- **Stated goal**: In the data that follows, find the line containing "Where can the bare leg"; then quote that line and every line after it, exactly, through the last one.
■ ■ ■ ■
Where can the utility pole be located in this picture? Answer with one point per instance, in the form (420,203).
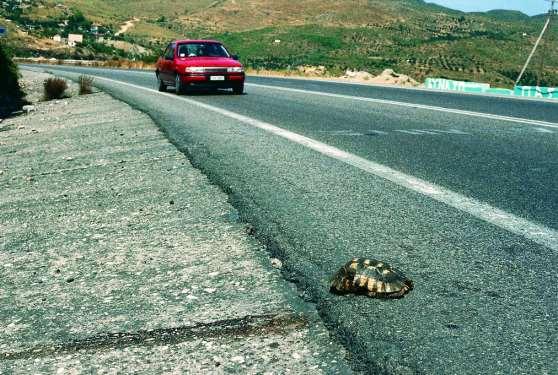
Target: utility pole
(551,14)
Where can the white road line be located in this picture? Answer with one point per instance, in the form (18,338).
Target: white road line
(413,105)
(535,232)
(400,104)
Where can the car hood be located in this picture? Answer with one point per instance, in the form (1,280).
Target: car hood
(224,62)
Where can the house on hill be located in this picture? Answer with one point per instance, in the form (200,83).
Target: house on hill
(74,39)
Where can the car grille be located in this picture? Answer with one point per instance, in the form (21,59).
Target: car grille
(215,70)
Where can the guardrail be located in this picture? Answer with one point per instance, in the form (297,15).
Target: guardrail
(484,88)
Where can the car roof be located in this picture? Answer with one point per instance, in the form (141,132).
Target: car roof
(195,41)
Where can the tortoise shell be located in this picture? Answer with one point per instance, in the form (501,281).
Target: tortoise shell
(370,277)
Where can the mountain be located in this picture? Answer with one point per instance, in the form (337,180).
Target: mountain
(409,36)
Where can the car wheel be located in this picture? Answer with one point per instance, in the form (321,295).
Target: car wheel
(238,89)
(178,86)
(162,86)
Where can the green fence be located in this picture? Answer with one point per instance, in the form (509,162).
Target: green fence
(484,88)
(447,84)
(536,92)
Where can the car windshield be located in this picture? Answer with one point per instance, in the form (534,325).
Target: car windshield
(202,50)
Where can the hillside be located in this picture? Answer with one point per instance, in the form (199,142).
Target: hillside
(409,36)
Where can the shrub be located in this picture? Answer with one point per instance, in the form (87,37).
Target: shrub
(85,85)
(54,88)
(11,95)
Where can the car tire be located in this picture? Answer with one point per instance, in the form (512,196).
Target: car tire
(161,84)
(178,85)
(238,89)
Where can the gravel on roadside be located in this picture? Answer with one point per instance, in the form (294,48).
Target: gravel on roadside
(118,256)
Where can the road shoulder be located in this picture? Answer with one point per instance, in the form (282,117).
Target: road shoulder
(118,255)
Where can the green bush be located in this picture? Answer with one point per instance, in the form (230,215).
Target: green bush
(54,88)
(11,95)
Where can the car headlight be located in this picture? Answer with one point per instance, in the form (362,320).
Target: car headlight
(195,69)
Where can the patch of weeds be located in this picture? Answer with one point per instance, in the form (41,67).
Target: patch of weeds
(54,88)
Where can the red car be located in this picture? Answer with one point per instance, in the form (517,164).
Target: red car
(199,63)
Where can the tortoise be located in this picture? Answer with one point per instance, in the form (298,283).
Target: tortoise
(371,277)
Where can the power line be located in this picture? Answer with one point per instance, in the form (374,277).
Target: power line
(551,14)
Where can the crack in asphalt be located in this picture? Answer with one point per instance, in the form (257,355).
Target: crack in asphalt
(261,325)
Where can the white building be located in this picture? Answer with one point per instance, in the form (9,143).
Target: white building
(74,39)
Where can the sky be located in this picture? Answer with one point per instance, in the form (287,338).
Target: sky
(530,7)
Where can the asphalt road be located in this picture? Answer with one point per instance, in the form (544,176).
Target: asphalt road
(464,203)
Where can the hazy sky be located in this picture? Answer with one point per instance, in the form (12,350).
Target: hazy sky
(530,7)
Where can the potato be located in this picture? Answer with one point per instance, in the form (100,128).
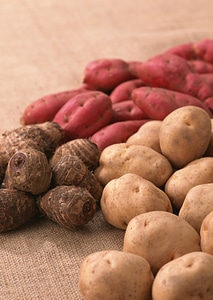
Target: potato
(209,150)
(197,204)
(187,277)
(199,171)
(119,159)
(114,275)
(147,135)
(130,195)
(185,134)
(159,237)
(206,233)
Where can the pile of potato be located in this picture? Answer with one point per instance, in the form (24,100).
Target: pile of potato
(135,140)
(158,188)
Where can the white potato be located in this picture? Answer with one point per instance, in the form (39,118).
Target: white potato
(187,277)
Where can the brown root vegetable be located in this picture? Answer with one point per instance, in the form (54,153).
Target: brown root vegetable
(44,137)
(29,171)
(68,206)
(85,149)
(71,170)
(3,167)
(17,208)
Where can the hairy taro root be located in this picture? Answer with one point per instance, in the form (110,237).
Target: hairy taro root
(85,149)
(68,206)
(17,208)
(29,171)
(71,170)
(45,137)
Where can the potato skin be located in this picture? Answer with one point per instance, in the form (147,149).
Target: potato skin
(119,159)
(131,191)
(206,234)
(115,275)
(199,171)
(197,204)
(147,135)
(187,277)
(185,135)
(164,231)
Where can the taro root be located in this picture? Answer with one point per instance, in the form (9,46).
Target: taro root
(71,170)
(44,137)
(29,171)
(86,150)
(17,208)
(69,206)
(3,167)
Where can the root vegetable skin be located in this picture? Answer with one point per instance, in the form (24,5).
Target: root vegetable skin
(174,73)
(68,206)
(85,149)
(201,66)
(45,108)
(201,50)
(116,133)
(84,114)
(105,74)
(17,208)
(71,170)
(124,90)
(127,110)
(29,170)
(44,137)
(157,103)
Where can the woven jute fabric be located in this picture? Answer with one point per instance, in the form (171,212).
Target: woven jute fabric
(44,48)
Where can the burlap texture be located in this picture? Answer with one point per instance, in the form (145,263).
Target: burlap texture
(44,47)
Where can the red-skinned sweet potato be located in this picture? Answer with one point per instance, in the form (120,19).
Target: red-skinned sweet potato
(123,91)
(208,77)
(45,108)
(185,51)
(115,133)
(105,74)
(84,114)
(174,73)
(202,50)
(200,66)
(157,103)
(209,103)
(126,110)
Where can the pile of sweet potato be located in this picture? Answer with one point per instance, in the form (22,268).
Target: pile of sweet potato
(117,97)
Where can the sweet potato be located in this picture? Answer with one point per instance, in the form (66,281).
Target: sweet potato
(202,50)
(123,91)
(105,74)
(200,66)
(209,103)
(126,110)
(84,114)
(174,73)
(185,51)
(115,133)
(157,103)
(208,77)
(45,108)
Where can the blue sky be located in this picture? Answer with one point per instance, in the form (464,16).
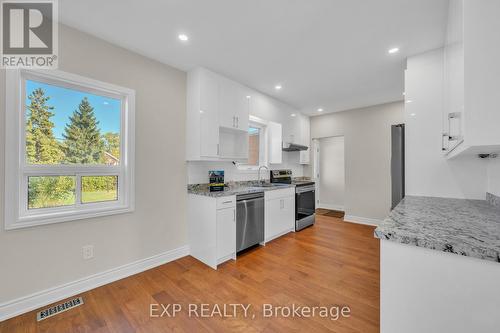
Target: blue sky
(65,101)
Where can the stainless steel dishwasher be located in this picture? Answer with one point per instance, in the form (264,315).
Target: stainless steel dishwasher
(249,220)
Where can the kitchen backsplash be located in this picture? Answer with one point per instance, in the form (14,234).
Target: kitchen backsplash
(197,172)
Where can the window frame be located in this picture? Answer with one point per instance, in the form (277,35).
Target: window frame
(263,144)
(17,169)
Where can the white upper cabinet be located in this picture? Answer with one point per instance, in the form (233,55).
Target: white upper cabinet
(275,137)
(217,118)
(202,128)
(305,135)
(471,75)
(234,105)
(209,104)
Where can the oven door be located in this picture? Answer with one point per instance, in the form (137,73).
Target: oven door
(305,205)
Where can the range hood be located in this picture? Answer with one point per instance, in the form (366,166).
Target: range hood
(288,146)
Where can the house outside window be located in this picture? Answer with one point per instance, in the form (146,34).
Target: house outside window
(69,147)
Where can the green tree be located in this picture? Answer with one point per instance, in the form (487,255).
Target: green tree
(112,143)
(82,137)
(41,145)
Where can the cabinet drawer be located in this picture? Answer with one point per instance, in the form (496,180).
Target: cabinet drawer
(226,202)
(275,194)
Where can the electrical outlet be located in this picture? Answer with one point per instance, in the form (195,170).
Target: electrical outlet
(88,252)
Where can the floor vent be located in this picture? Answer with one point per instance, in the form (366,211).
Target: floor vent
(56,309)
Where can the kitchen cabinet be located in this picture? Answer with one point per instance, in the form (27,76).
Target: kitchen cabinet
(279,213)
(217,118)
(275,138)
(471,71)
(202,129)
(226,234)
(212,228)
(234,105)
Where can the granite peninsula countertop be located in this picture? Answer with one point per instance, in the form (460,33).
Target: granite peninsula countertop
(464,227)
(235,189)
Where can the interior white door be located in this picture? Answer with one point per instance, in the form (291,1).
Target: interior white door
(331,171)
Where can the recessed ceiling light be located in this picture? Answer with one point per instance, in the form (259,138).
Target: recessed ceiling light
(393,50)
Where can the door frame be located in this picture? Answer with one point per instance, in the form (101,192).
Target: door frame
(316,166)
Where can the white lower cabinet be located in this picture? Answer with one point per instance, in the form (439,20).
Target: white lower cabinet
(212,223)
(226,234)
(212,228)
(279,213)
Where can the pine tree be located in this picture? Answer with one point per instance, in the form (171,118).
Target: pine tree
(41,146)
(82,137)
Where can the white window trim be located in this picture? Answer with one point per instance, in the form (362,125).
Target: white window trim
(263,146)
(17,170)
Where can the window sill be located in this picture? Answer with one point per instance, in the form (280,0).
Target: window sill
(66,216)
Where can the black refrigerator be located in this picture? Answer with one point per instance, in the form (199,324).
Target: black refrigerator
(397,163)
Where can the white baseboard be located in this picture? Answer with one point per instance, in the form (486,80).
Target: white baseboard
(31,302)
(362,220)
(330,206)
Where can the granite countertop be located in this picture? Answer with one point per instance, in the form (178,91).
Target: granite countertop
(464,227)
(235,189)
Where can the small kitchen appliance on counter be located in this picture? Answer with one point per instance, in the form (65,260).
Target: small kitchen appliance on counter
(216,180)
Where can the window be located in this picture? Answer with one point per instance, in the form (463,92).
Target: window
(69,148)
(257,138)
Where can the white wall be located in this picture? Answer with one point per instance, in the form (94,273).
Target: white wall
(332,174)
(494,176)
(41,257)
(266,108)
(367,135)
(428,172)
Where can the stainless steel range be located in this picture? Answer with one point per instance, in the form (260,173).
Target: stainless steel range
(305,202)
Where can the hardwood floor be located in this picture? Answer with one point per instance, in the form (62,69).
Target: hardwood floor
(331,263)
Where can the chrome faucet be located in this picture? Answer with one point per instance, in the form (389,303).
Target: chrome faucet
(263,166)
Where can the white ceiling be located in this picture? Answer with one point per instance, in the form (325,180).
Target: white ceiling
(325,53)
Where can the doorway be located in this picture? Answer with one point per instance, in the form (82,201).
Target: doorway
(329,172)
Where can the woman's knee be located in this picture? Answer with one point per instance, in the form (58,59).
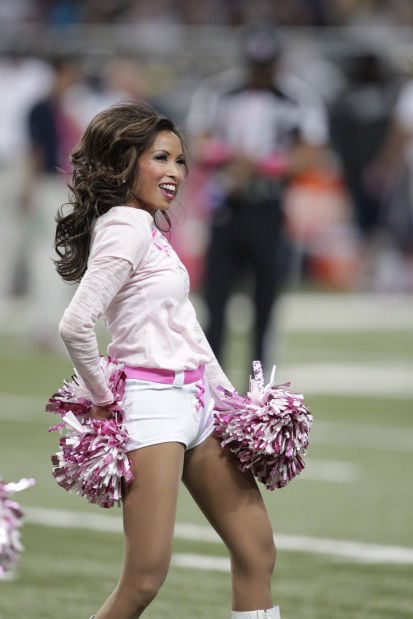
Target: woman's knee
(142,589)
(256,560)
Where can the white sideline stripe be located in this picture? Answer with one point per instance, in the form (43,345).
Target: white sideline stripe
(357,552)
(394,380)
(384,438)
(336,471)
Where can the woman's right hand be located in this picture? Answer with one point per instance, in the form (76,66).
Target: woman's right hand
(101,412)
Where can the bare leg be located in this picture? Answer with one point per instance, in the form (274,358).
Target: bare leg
(149,517)
(233,505)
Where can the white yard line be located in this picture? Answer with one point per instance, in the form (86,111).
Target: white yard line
(356,552)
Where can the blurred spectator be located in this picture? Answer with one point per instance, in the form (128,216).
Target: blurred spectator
(391,174)
(23,79)
(255,128)
(359,120)
(52,131)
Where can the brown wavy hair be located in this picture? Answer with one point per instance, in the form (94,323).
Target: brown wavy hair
(104,169)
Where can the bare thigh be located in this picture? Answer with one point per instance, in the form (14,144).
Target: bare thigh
(149,513)
(233,504)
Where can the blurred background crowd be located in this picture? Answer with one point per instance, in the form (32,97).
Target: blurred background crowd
(345,197)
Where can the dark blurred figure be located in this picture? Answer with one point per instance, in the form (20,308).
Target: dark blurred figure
(359,121)
(254,129)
■ ■ ■ ■
- **The answer**:
Where can the bare leg be located in this picture? Answer with one point per instance, in the form (274,358).
Target: bare leg
(149,517)
(233,505)
Where can the white yard line be located in this picture? Answer with one point per instance, in the form (86,111).
Target: white yard line
(356,552)
Where can the blurred spectator be located in this picture? Answer with one point per instance, in the form (128,216).
Target: blurred spectator
(391,174)
(23,79)
(255,128)
(359,120)
(52,131)
Where can the brown wavy hair be located in this picture? Answer with one point per instance, in the form (94,323).
Target: brown wavy hair
(104,169)
Where can the bare thigh be located in this picture? Answer with one point per instance, in the form (14,144).
Target: bare thigh
(149,513)
(233,504)
Where can the blurred background crowd be located in this picture? Answer with one point per instance, in the form (32,97).
Target: blurred background crowd
(345,197)
Where can the dark blurred figure be located in this picture? Answer with one point per instance, in the form (20,308).
Target: dark blurred figure
(359,121)
(254,129)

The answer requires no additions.